**REQUIREMENT:**
Restate word for word every line from the top of the data below down through the line that holds "Target: cracked bone surface".

- - - - -

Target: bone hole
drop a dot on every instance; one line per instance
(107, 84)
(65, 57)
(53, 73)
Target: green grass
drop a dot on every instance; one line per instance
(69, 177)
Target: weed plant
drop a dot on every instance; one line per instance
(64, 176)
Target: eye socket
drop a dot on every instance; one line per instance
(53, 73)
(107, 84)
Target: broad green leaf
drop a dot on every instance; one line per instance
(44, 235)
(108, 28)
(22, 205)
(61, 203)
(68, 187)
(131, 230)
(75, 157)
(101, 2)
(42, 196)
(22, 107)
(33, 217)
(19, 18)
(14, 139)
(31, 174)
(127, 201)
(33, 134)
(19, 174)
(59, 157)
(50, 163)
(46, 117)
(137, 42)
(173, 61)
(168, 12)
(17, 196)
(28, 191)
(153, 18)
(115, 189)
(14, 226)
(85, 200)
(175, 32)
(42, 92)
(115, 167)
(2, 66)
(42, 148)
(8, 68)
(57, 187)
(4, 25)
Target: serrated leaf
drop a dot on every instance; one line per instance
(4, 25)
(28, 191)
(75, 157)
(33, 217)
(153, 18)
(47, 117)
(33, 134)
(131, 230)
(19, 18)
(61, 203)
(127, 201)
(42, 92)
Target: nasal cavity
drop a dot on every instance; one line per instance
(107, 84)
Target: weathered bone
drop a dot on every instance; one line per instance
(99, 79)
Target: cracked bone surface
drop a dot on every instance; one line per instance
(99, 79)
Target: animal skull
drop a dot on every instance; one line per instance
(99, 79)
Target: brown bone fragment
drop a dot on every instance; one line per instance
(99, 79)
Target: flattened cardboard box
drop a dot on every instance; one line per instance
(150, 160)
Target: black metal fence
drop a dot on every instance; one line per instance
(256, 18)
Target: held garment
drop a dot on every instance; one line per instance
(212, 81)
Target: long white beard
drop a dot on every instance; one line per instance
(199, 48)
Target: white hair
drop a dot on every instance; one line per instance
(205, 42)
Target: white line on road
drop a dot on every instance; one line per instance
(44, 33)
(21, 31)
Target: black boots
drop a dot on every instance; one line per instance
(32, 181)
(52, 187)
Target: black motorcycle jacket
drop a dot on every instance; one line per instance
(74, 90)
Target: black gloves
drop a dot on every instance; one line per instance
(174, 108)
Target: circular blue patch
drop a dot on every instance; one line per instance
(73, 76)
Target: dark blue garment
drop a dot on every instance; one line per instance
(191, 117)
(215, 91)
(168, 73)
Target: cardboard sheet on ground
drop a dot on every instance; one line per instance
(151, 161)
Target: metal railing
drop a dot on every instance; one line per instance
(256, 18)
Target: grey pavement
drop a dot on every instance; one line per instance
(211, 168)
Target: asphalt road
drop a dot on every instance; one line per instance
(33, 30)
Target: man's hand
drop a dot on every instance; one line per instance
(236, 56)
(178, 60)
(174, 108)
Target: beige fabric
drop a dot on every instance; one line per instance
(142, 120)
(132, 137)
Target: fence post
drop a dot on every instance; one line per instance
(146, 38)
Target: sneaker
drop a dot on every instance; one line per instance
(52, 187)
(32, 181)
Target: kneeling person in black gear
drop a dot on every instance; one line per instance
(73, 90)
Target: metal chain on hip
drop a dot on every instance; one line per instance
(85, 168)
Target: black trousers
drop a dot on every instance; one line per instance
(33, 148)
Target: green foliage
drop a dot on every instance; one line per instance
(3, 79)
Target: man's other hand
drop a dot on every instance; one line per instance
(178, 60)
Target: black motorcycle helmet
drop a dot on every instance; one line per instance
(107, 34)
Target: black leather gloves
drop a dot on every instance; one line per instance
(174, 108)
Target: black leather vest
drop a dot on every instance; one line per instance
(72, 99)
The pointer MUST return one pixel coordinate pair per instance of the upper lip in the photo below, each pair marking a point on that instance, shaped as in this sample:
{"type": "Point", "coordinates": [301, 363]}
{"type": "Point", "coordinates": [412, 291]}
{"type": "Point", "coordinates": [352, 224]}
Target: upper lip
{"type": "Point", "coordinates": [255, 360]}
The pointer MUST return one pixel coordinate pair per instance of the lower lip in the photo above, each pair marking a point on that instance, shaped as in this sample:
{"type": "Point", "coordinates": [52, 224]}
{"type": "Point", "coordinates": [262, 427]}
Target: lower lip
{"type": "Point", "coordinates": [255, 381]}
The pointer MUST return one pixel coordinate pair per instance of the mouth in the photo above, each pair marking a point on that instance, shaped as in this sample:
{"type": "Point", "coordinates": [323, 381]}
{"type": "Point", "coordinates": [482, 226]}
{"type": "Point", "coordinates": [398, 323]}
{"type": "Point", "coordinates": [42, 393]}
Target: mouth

- - - - -

**OUTPUT BELOW:**
Target: bone hole
drop a dot on every instance; one line per instance
(107, 84)
(65, 57)
(53, 73)
Target: green grass
drop a dot on every instance; one line per instance
(69, 177)
Target: weed plant
drop a dot on every instance; one line per instance
(64, 176)
Target: eye socket
drop a dot on every instance; one line per instance
(53, 73)
(107, 84)
Target: broad green leaf
drop a dot on every instance; one line per instance
(44, 235)
(108, 28)
(22, 205)
(61, 203)
(68, 187)
(131, 230)
(75, 157)
(101, 2)
(42, 196)
(22, 107)
(33, 217)
(19, 18)
(14, 139)
(31, 174)
(127, 201)
(33, 134)
(19, 174)
(59, 157)
(50, 163)
(46, 117)
(137, 42)
(173, 61)
(168, 12)
(17, 196)
(28, 191)
(153, 18)
(115, 189)
(14, 226)
(85, 200)
(175, 32)
(42, 92)
(115, 167)
(2, 66)
(42, 148)
(8, 68)
(57, 187)
(4, 25)
Target: serrated leaf
drop a dot on every instance; one line per instance
(4, 25)
(28, 191)
(75, 157)
(33, 217)
(153, 18)
(47, 117)
(33, 134)
(131, 230)
(19, 18)
(61, 203)
(127, 201)
(42, 92)
Target: nasal cavity
drop a dot on every instance; one line per instance
(107, 84)
Target: weathered bone
drop a dot on every instance; one line per instance
(99, 79)
Target: cracked bone surface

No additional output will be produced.